Action item ▸
Each record should be reproduced exactly.
━━━━━━━━━━
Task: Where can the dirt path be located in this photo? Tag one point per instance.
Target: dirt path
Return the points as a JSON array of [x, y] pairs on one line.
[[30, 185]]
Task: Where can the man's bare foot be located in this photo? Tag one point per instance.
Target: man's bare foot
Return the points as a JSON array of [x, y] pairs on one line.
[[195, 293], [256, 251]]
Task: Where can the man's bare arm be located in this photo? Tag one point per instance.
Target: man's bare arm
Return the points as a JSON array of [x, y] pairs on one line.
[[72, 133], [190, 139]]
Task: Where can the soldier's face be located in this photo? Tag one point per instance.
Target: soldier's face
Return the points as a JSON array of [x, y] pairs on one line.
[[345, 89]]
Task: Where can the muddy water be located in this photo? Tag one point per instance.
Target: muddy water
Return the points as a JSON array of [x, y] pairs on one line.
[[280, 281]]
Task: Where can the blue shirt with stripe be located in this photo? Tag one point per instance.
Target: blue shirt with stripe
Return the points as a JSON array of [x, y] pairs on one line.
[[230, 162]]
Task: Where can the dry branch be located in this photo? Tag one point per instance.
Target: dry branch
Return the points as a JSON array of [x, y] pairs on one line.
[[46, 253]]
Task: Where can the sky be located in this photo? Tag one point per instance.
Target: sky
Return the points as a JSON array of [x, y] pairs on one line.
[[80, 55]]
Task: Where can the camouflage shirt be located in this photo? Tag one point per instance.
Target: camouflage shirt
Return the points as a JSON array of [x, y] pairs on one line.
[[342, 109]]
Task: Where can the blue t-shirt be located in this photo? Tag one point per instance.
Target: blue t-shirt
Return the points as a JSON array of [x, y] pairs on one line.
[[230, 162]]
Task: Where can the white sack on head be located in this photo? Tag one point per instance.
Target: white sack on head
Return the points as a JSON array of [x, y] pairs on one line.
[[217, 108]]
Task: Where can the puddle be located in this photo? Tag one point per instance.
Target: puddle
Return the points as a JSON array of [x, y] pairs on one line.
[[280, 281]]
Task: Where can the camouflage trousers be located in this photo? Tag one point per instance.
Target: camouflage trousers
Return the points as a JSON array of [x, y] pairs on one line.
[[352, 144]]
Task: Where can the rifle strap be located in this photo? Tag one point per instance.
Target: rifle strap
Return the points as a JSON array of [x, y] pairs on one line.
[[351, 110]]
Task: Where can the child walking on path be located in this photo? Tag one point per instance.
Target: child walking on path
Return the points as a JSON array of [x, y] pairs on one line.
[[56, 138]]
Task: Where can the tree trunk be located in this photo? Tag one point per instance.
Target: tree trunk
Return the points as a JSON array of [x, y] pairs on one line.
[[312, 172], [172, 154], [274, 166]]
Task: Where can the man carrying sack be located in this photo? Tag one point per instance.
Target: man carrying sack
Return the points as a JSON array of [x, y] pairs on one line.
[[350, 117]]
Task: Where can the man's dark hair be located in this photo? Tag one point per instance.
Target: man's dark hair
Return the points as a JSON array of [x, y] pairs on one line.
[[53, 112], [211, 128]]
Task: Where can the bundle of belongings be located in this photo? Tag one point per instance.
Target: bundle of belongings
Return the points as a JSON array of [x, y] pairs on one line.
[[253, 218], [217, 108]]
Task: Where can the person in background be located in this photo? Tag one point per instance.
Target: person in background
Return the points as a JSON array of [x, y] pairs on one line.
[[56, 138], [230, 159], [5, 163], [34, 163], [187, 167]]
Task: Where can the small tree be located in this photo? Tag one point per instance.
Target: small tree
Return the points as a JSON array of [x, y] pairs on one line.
━━━━━━━━━━
Response to this exercise ▸
Task: Where can the dirt path be located in this photo? Tag one point per instance.
Target: dirt path
Return the points as a JSON array of [x, y] pairs on one line.
[[30, 185]]
Task: Where can the man's bare foot be located in this photo? Tag one point per instance.
Target: man's bare foot
Return the points as a JSON array of [x, y] pairs on one line.
[[195, 293], [256, 251]]
Task: Where can the man's bare arm be located in this photo? Tag one point per instance.
Target: man's bare arm
Return the points as a JSON array of [x, y] pairs on one line.
[[72, 133], [190, 139]]
Task: Where can the soldier's face be located in this photo? Tag one point per instance.
Target: soldier's face
Return the points as a JSON array of [x, y] pairs on one line.
[[345, 89]]
Task: Where can the muddy water be located in this photo? Tag one point per instance.
Target: muddy water
Return the points as a JSON array of [x, y] pairs on one line.
[[280, 281]]
Task: Where can the blue shirt with stripe be located in this photo? Tag one point per instance.
Target: blue shirt with stripe
Return the points as a JSON array of [x, y] pairs on one line.
[[230, 162]]
Task: Where can the dry branch be located in this photo? Tag one point per instance.
Target: dry branch
Return the points as a JSON array of [x, y] pairs on one line.
[[46, 253]]
Task: Where can the sky be located in this photo? Tag one point per instance.
Target: sky
Return the points as a JSON array of [x, y] pairs on one line.
[[80, 55]]
Task: Where can the camouflage shirt be located in this photo? Tag one point per instance.
Target: camouflage shirt
Return the points as a JSON array of [x, y] pairs on one line.
[[342, 109]]
Task: Where can the blue t-shirt be located in this photo? Tag one point per instance.
Target: blue t-shirt
Return the points as a JSON array of [x, y] pairs on one line.
[[230, 162]]
Task: Where can the white sack on head be located in this photo? Tag one point per instance.
Target: white sack on head
Return the points as a JSON array of [x, y] pairs on one line.
[[217, 108]]
Task: Where can the puddle be located in this photo? Tag one point per instance.
Target: puddle
Return the points as a JSON array of [x, y] pairs on one line.
[[280, 281]]
Task: Where can the camouflage trousers be located in this photo? Tag one point per instance.
Target: camouflage trousers
Return the points as a JSON array of [x, y] pairs on one line.
[[352, 144]]
Task: Where can the rifle strap be located in this photo? Tag one point per instance.
Target: rifle strap
Return the points as a JSON array of [x, y] pairs on one line.
[[351, 110]]
Task: Where can the child walking on path be located in this photo? Tag one point per instance.
Target: child walking on path
Return the points as a JSON array of [x, y] pairs on one line.
[[56, 138]]
Task: Where can the tree trunk be located in this photo? Tag one point per instance.
Target: tree trunk
Return the points as a JSON array of [x, y] pairs on one line.
[[312, 172], [172, 154], [274, 166]]
Task: Where can the man carrying sack be located in this photo? Tag one point per instance.
Target: man carrying sack
Return the points as a JSON array of [x, y] pairs on one line.
[[350, 117]]
Task: Where can the man's dark hair be located in this photo? Tag one point per instance.
Target: man's dark hair
Return the points as a JSON array of [x, y] pairs on one line.
[[53, 112], [211, 128]]
Task: Where can the bundle of belongings be located in this photo? Tag one point per instance.
Target: bundle of belongings
Return the points as a JSON array of [x, y] pairs on one line.
[[253, 218], [217, 108]]
Task: Where can the person in background be located in this photo? Tag one point per instance.
Target: person in background
Return the points as a JSON array of [x, y] pairs on one line.
[[56, 138], [230, 159], [5, 163], [34, 163], [187, 167]]
Task: Where can the small tree be located in this photo? Tag one point per instance.
Target: small tree
Return the points as a JSON array of [x, y] pairs on one line.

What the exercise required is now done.